Yep, you should really be building a new version of your image with your code on every commit you plan to ship to this server. The tools expect this type of workflow, so you'll have an easier time if you adopt that workflow. Docker Hub supports doing this for you on every commit to a branch (for free if open source, and still for free for a single private repo) of GitHub and BitBucket. Here's how it would work in a single-node-swarm assuming you were building new images each time on Docker Hub:

  1. Assuming you on recent stable docker version (17.12 as of this post)
  2. docker swarm init and you now have a single-node swarm. That's it. (If I can only have one server to deploy docker stuff on I always use a single-node-swarm and not docker-compose for a list of good reasons.
  3. With a few changes, your compose file can be used as a stack file for docker stack deploy -c compose-file.yml stackname
  4. To ensure zero downtime deployments, you'll want to add healthchecks to your node/nginx containers so they know when the app is truly "ready for connections". Swarm uses this during service updates as well, so it's key.

▸ **The problem**:
Answer these about the Docker deployment excerpt:
(a) Which two code hosts does Docker Hub build images from on every commit to a branch?
(b) Which Docker version is named as the recent stable one?
(c) What should be added to the node/nginx containers to ensure zero downtime deployments?

▸ **Rows**:
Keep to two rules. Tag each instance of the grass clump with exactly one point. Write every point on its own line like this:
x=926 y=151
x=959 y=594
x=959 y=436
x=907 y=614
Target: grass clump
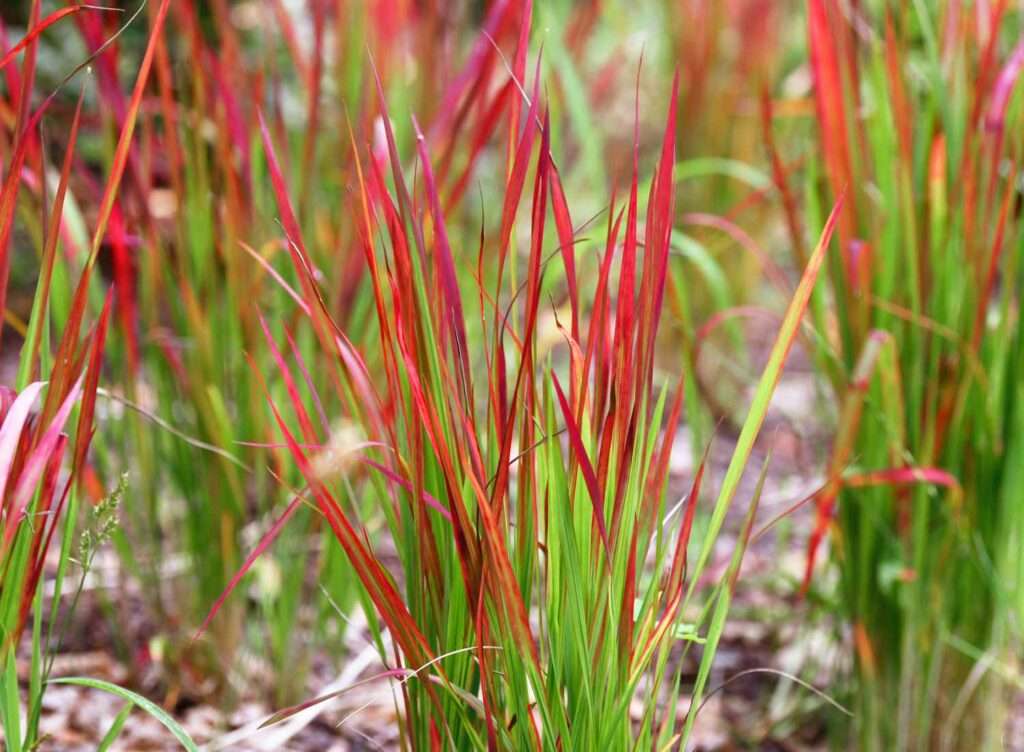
x=919 y=119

▸ **Solved exercise**:
(a) GitHub and BitBucket.
(b) 17.12.
(c) Healthchecks.